• Task objective: Could you please repeat the data below word for word?
###
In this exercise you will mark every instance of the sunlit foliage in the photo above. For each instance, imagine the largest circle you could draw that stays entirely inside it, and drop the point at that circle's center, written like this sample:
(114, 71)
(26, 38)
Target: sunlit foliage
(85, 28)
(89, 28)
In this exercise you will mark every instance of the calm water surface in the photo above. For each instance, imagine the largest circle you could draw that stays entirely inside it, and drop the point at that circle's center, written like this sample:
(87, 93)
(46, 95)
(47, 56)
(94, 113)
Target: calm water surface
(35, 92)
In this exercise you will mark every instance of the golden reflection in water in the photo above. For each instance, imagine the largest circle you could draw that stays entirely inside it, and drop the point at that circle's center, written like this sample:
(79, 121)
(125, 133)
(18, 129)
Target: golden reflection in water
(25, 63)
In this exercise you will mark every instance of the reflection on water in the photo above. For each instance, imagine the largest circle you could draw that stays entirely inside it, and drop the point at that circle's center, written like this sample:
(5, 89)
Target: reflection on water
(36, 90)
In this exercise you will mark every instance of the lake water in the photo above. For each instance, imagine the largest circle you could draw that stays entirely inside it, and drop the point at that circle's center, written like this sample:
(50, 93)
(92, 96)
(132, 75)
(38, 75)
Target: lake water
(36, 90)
###
• Written response:
In this exercise you will mark every instance of the sunlit foliage in the photo above. For each instance, imagine the largest circle you could draw that stays entirely inside it, and drop the point at that circle's center, written like this sample:
(114, 71)
(26, 38)
Target: sunlit foliage
(85, 28)
(89, 28)
In this exercise you will mark every instance of the calm water surface in the photo above. For each instance, imagine the largest circle you could draw that stays entirely inside it, and drop the point at that circle's center, written like this sample:
(87, 93)
(46, 95)
(47, 56)
(94, 113)
Target: calm water surface
(35, 92)
In this exercise you will mark every instance of the golden reflection in water in the photo above. For each instance, imagine the largest circle you could draw that stays entirely inside it, and drop the point at that circle's center, written like this sample:
(79, 121)
(125, 133)
(18, 129)
Target: golden reflection in water
(25, 63)
In this exercise you will mark every instance of the reflection on water in the photo above. For each instance, imagine the largest circle you could draw that stays entirely inside it, and drop the point at that circle's center, written like this sample:
(5, 89)
Target: reflection on water
(36, 90)
In this exercise you will mark every instance of the lake water in the photo above. For each instance, imagine the largest circle you could draw that stays entirely inside it, and drop the point at that circle's center, written like this sample:
(50, 93)
(92, 96)
(132, 75)
(38, 75)
Target: lake water
(36, 90)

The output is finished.